Saved entries:
____

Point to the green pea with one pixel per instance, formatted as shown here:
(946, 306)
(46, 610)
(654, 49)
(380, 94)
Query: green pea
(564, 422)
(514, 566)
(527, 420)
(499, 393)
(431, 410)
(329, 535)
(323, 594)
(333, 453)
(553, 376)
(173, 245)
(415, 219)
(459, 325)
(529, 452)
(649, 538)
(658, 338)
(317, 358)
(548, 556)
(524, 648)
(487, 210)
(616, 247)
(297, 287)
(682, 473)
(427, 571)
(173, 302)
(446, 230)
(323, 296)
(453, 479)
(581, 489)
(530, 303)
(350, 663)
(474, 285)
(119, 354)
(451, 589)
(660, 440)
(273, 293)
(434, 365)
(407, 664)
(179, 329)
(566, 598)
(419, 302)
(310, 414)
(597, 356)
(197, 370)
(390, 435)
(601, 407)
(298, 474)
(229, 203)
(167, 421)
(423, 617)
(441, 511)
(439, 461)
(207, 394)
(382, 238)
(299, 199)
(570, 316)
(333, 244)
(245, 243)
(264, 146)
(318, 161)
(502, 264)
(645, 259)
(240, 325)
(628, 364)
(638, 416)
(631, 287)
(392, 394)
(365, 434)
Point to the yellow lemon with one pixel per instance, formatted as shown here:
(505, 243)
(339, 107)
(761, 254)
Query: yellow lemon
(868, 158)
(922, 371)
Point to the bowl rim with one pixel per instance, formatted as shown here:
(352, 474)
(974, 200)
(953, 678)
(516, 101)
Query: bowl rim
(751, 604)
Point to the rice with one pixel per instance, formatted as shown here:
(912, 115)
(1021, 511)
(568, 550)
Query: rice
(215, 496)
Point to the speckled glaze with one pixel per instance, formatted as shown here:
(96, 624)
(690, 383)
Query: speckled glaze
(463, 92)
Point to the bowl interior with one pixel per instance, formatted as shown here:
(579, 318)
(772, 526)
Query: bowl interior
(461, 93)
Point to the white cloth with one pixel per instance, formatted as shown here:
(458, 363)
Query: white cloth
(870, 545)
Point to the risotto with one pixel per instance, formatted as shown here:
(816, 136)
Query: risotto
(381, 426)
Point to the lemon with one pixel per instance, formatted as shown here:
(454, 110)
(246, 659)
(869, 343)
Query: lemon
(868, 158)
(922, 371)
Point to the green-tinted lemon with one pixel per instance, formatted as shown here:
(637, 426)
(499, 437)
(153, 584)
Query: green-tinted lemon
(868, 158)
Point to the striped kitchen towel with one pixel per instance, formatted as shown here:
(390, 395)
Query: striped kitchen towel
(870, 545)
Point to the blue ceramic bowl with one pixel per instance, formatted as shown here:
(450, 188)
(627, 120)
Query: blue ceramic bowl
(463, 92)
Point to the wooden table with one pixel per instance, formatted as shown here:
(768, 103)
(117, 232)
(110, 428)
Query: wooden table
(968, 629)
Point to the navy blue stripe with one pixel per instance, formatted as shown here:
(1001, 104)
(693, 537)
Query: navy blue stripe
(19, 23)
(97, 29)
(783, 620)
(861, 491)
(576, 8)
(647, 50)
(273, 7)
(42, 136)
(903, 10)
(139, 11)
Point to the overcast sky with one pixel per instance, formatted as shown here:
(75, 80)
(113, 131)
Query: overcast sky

____

PROBLEM STATEMENT:
Emit only the final stretch of the records: the line containing "Point to the overcast" through the end, each line exactly as it stands.

YOUR RESPONSE:
Point to the overcast sky with one pixel per instance, formatted as shown here:
(75, 80)
(113, 131)
Query: overcast sky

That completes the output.